Try it: Reproduce the entries exactly as they appear below.

━━━━━━━━━━━━━━━━━━━━━━━━━━━━━━

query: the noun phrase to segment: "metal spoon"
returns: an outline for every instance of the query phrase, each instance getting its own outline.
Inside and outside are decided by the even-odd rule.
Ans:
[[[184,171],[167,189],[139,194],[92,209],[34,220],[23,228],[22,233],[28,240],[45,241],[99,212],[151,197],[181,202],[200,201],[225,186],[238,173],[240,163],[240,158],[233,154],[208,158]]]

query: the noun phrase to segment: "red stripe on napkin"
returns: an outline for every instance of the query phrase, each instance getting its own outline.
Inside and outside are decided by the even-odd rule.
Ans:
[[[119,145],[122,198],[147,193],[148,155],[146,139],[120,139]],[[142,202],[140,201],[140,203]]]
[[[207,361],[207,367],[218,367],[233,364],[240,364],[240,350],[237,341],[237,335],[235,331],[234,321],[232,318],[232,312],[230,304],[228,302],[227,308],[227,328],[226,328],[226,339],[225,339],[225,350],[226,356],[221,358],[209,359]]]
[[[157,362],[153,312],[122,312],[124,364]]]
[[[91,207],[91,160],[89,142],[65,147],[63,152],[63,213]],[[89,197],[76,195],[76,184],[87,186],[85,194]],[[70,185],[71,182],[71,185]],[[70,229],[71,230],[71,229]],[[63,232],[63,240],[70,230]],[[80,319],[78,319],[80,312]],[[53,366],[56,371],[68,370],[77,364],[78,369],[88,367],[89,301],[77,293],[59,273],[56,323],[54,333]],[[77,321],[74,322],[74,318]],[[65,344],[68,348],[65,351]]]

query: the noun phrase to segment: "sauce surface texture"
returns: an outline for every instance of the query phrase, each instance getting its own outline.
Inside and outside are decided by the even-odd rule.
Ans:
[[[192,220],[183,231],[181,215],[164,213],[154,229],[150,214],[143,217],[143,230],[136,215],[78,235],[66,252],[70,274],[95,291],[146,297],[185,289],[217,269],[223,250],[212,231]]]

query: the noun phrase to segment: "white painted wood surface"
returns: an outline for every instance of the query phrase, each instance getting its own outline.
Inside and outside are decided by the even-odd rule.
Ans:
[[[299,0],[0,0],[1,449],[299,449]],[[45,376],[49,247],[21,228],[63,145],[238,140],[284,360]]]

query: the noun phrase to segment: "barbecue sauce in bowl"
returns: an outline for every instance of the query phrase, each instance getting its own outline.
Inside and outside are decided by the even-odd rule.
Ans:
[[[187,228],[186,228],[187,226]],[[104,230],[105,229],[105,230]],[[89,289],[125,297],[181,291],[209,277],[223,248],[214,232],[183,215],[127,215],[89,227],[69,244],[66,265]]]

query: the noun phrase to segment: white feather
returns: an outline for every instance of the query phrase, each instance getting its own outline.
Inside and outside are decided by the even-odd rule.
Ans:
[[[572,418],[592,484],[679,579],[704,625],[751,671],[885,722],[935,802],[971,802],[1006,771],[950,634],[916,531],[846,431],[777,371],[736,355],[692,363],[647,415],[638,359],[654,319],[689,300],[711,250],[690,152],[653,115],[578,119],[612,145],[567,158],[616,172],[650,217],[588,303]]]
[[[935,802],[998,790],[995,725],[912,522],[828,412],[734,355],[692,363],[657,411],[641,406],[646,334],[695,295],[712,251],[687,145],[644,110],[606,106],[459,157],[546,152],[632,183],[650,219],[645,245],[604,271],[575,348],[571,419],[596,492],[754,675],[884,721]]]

━━━━━━━━━━━━━━━━━━━━━━━━━━━━━━

Response to this task:
query: the noun phrase to segment: "metal spoon"
returns: an outline for every instance of the query phrase, each instance getting its own outline.
Inside and outside are decided by the even-odd rule.
Ans:
[[[184,171],[167,189],[139,194],[92,209],[34,220],[23,228],[22,233],[28,240],[45,241],[99,212],[151,197],[181,202],[200,201],[225,186],[238,173],[240,163],[240,158],[233,154],[208,158]]]

query: the noun phrase to segment: "red stripe on napkin"
returns: an outline for every instance of the query phrase, each instance getting its own outline.
Inside and outside are decided by the even-odd rule.
Ans:
[[[119,145],[122,198],[147,193],[148,155],[146,139],[120,139]],[[142,202],[140,201],[140,203]]]
[[[207,361],[207,367],[218,367],[233,364],[240,364],[240,350],[237,341],[237,335],[235,331],[234,321],[232,318],[232,312],[230,304],[228,302],[227,308],[227,328],[226,328],[226,339],[225,339],[225,350],[226,356],[221,358],[209,359]]]
[[[157,362],[153,312],[122,312],[124,364]]]
[[[91,207],[91,160],[89,142],[65,147],[63,152],[63,213]],[[89,197],[76,195],[76,184],[87,186],[85,194]],[[70,185],[71,182],[71,185]],[[70,229],[71,230],[71,229]],[[63,232],[63,240],[70,230]],[[80,319],[78,319],[80,312]],[[53,366],[56,371],[68,370],[77,364],[78,369],[88,367],[89,301],[77,293],[59,273],[56,323],[54,333]],[[77,321],[74,322],[74,318]],[[65,344],[68,348],[65,351]]]

query: the noun phrase to segment: "sauce surface texture"
returns: an outline for every instance of the query phrase, each instance getting its own outline.
Inside and outside are decided by the even-odd rule.
Ans:
[[[192,220],[183,231],[181,215],[164,213],[154,229],[150,214],[143,217],[143,230],[136,215],[78,235],[66,252],[70,274],[95,291],[146,297],[185,289],[217,269],[223,250],[212,231]]]

query: the noun phrase to segment: "white painted wood surface"
returns: an outline for every instance of the query phrase, each instance getting its own outline.
Inside and outside are decided by the even-odd rule.
Ans:
[[[299,0],[0,0],[1,449],[299,449]],[[45,376],[49,247],[21,228],[63,145],[238,140],[284,360]]]

query: the noun phrase to segment: "barbecue sauce in bowl"
returns: an outline for every instance of the query phrase, each instance getting its own outline.
Inside and outside are decided by the even-odd rule.
Ans:
[[[187,228],[186,228],[187,226]],[[104,230],[105,229],[105,230]],[[89,289],[125,297],[181,291],[209,277],[223,248],[214,232],[183,215],[127,215],[89,227],[69,244],[66,265]]]

query: the noun phrase to segment: white feather
returns: an outline for every instance of the query phrase, each instance getting its own outline.
Inside and outside are decided by the even-odd rule.
Ans:
[[[572,418],[592,484],[679,579],[704,625],[751,671],[885,722],[935,802],[971,802],[1006,771],[950,634],[916,531],[846,431],[777,371],[736,355],[692,363],[647,415],[638,359],[654,319],[689,300],[711,250],[690,152],[653,115],[578,119],[612,145],[567,158],[616,172],[650,217],[588,303]]]
[[[935,802],[998,790],[995,725],[912,522],[828,412],[734,355],[692,363],[657,411],[641,406],[646,334],[695,295],[712,251],[687,145],[644,110],[606,106],[459,157],[546,152],[632,183],[650,219],[645,245],[604,271],[575,348],[571,419],[596,492],[754,675],[884,721]]]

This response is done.